* TASK TO COMPLETE: Quote the data below in full, please, without altering anything.

* DATASET RECORDS:
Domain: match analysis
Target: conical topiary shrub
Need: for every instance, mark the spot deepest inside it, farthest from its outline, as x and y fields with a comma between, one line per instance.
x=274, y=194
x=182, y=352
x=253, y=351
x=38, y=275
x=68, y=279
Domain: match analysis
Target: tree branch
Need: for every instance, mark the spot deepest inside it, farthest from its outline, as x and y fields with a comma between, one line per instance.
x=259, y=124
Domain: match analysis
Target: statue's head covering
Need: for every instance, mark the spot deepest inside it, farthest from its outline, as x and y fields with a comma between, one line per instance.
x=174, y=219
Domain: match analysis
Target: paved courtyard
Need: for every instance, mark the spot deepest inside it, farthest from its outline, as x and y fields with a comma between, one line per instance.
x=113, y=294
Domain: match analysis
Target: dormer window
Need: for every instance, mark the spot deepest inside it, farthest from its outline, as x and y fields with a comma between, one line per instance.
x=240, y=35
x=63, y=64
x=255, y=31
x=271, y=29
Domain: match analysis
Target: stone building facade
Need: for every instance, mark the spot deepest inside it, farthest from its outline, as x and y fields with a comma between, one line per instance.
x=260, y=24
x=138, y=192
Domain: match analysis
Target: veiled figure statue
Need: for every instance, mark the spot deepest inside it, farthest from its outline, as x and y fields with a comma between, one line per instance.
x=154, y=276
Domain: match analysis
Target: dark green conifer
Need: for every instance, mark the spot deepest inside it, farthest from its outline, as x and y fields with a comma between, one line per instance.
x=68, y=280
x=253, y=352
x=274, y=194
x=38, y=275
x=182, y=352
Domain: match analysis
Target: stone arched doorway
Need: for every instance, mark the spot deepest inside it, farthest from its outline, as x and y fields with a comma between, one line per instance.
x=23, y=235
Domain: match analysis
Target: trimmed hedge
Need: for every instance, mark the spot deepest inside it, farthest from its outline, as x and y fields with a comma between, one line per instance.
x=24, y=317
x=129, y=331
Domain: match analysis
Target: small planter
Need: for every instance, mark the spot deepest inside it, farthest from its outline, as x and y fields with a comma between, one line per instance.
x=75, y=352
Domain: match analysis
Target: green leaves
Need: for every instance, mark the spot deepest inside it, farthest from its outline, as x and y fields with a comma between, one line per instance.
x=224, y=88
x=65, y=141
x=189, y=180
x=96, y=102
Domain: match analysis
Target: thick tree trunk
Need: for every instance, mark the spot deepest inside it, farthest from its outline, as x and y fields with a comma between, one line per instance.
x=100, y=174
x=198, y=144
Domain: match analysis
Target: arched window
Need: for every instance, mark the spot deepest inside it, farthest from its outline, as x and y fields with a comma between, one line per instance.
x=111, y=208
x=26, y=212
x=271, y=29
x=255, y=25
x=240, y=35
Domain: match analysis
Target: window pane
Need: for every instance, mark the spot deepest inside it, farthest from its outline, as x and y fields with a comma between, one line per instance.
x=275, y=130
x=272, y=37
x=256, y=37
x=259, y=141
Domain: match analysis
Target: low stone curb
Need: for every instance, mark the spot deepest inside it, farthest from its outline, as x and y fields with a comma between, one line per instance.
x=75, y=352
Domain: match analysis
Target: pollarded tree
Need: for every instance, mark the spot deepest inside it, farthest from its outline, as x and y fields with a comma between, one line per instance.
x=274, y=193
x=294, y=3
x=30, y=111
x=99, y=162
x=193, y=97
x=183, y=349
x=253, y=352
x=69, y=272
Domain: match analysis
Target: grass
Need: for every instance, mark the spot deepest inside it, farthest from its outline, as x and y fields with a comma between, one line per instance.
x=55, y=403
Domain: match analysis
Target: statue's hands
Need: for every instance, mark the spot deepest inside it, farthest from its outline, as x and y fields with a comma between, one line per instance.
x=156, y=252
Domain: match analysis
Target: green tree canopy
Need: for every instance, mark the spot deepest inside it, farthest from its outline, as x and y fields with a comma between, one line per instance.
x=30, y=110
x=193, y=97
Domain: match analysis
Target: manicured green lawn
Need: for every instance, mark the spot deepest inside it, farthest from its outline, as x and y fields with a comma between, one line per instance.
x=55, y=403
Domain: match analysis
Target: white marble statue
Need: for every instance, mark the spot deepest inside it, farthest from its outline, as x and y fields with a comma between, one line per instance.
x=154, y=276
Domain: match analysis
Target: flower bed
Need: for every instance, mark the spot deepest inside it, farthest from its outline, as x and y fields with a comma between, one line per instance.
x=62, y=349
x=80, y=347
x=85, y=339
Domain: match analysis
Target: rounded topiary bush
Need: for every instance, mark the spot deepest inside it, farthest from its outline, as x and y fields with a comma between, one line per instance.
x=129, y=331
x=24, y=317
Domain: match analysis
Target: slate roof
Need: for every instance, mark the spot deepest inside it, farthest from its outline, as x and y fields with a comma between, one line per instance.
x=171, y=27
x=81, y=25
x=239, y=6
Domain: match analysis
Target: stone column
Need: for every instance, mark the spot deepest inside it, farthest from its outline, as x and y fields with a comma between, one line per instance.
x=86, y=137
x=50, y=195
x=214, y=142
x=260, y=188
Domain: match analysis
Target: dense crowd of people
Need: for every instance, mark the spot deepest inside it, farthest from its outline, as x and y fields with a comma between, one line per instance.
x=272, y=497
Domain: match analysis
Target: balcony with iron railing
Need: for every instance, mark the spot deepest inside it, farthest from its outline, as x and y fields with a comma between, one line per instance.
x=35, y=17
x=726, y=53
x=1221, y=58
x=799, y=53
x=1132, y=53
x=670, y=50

* TASK RESULT:
Domain: match analysis
Target: conical topiary shrub
Need: for every instance, mark the spot deepest inside it, farthest from its outline, as x and y fields with a comma between, one line per instance.
x=274, y=194
x=182, y=352
x=253, y=351
x=38, y=275
x=68, y=279
Domain: match analysis
Target: tree branch
Need: for every instance, mark the spot deepest inside it, farthest from its outline, as x and y fields with a comma between, one line per instance.
x=259, y=124
Domain: match analysis
Target: statue's head covering
Need: for every instance, mark the spot deepest inside it, farthest from its outline, as x and y fields with a comma between, one line per instance.
x=174, y=219
Domain: match analysis
Target: paved courtyard
Need: for every instance, mark the spot deepest inside it, farthest from its outline, as x and y fields with a comma between, one line per instance.
x=113, y=294
Domain: match analysis
Target: dormer window
Need: for every instance, mark the spot deepest inside it, farthest from its outline, as x and y fields with a comma between, one line per instance.
x=240, y=35
x=63, y=64
x=255, y=31
x=271, y=29
Domain: match analysis
Target: stone building facade
Need: for every instance, mark the spot deepest inside it, farthest from its outline, as x and y fields with a comma between, one line per instance.
x=260, y=24
x=138, y=192
Domain: match analysis
Target: veiled figure statue
Need: for every instance, mark the spot deepest inside it, farthest from its outline, as x and y fields with a comma between, one line per instance.
x=154, y=276
Domain: match analysis
Target: dark green conifer
Need: for every instance, mark the spot deepest inside it, farthest from its outline, as x and y fields with a comma between, one line per instance.
x=68, y=280
x=253, y=352
x=274, y=194
x=38, y=275
x=182, y=352
Domain: match analysis
Target: stone arched doorway
Need: for every instance, mark the spot deepest inside it, farthest from its outline, as x and y fields with a comma between, one line per instance.
x=23, y=235
Domain: match analysis
Target: trimmed hedge
Need: for every instance, mark the spot deepest inside it, farthest from its outline, as x and y fields with a comma between, one line per instance.
x=24, y=317
x=129, y=331
Domain: match analysis
Target: small planter
Need: for every instance, mark the spot deepest inside it, farthest from its outline, as x and y fields with a comma between, one line per instance.
x=75, y=352
Domain: match analysis
Target: green leaves
Need: for every instance, mark the spot deepest inside it, farthest from its outline, as x and y fields with a comma between, one line per instance.
x=224, y=88
x=65, y=141
x=189, y=180
x=96, y=102
Domain: match analysis
Target: thick tree trunk
Need: for every instance, mark the spot deepest inside it, farthest from its outline, as x and y fields with a comma between, one line per instance.
x=100, y=174
x=198, y=144
Domain: match analysis
Target: arched window
Need: for every instance, mark the spot deepest inside it, farthest from its outline, as x and y fields with a comma between, one line per instance.
x=111, y=208
x=26, y=212
x=271, y=29
x=255, y=25
x=240, y=35
Domain: match analysis
Target: window pane
Need: for every instance, mark the spot deepest inside it, farthest from its outline, as x and y fields with a comma between, one line per instance.
x=275, y=130
x=272, y=37
x=256, y=37
x=259, y=141
Domain: match analysis
Target: low stone curb
Need: for every instance, mark the spot deepest inside it, farthest from its outline, as x and y fields with a comma between, one line per instance.
x=75, y=352
Domain: match analysis
Target: pollarded tree
Need: for every instance, mark the spot deepest inside it, farthest from its outline, as x and y fields with a comma between, one line per instance.
x=274, y=193
x=294, y=3
x=30, y=111
x=99, y=162
x=193, y=97
x=183, y=349
x=253, y=352
x=69, y=272
Domain: match analysis
Target: grass
Need: for every instance, mark the spot deepest inside it, farthest from its outline, as x and y fields with a comma between, one line per instance.
x=55, y=403
Domain: match analysis
Target: statue's hands
Need: for every instance, mark the spot deepest inside it, farthest from its outline, as x and y fields with a comma between, one line per instance.
x=156, y=252
Domain: match analysis
Target: green tree canopy
Need: for every instance, mark the spot deepest inside it, farthest from its outline, as x and y fields with a comma between, one line per instance.
x=30, y=110
x=193, y=97
Domain: match analysis
Target: manicured green lawn
Need: for every instance, mark the spot deepest inside it, farthest from its outline, as x and y fields with a comma between, one line per instance.
x=55, y=403
Domain: match analysis
Target: white marble statue
Need: for every instance, mark the spot deepest inside it, farthest from its outline, as x and y fields with a comma between, one line per instance.
x=154, y=276
Domain: match analysis
Target: flower bed
Need: for every instance, mark the spot deepest inside it, farthest from its outline, as x and y fields with a comma between, one line per instance.
x=62, y=349
x=80, y=347
x=85, y=339
Domain: match analysis
Target: rounded topiary bush
Need: for every instance, mark the spot deepest inside it, farthest from its outline, as x and y fields with a comma between, one line per instance.
x=129, y=331
x=24, y=317
Domain: match analysis
Target: slate roof
Need: for every instance, mark the spot deepest inside it, farthest from its outline, as x and y fields with a comma between, one line per instance.
x=171, y=27
x=81, y=25
x=239, y=6
Domain: match analysis
Target: stone column
Need: for every instance, mark the spot deepest inside it, farthest from its outline, as x and y fields with a comma between, one line per instance.
x=86, y=137
x=50, y=195
x=214, y=142
x=260, y=188
Domain: match analysis
Target: dense crowd of people
Need: for every instance, mark the spot deepest inside it, farthest from its outline, as x and y fields with a comma between, one line per instance.
x=272, y=497
Domain: match analysis
Target: balcony with iron railing
Need: for every instance, mark the spot deepest inside it, farthest from its outline, as x and y fields with a comma between, one line per instance.
x=35, y=17
x=726, y=53
x=1221, y=58
x=799, y=53
x=1132, y=53
x=670, y=50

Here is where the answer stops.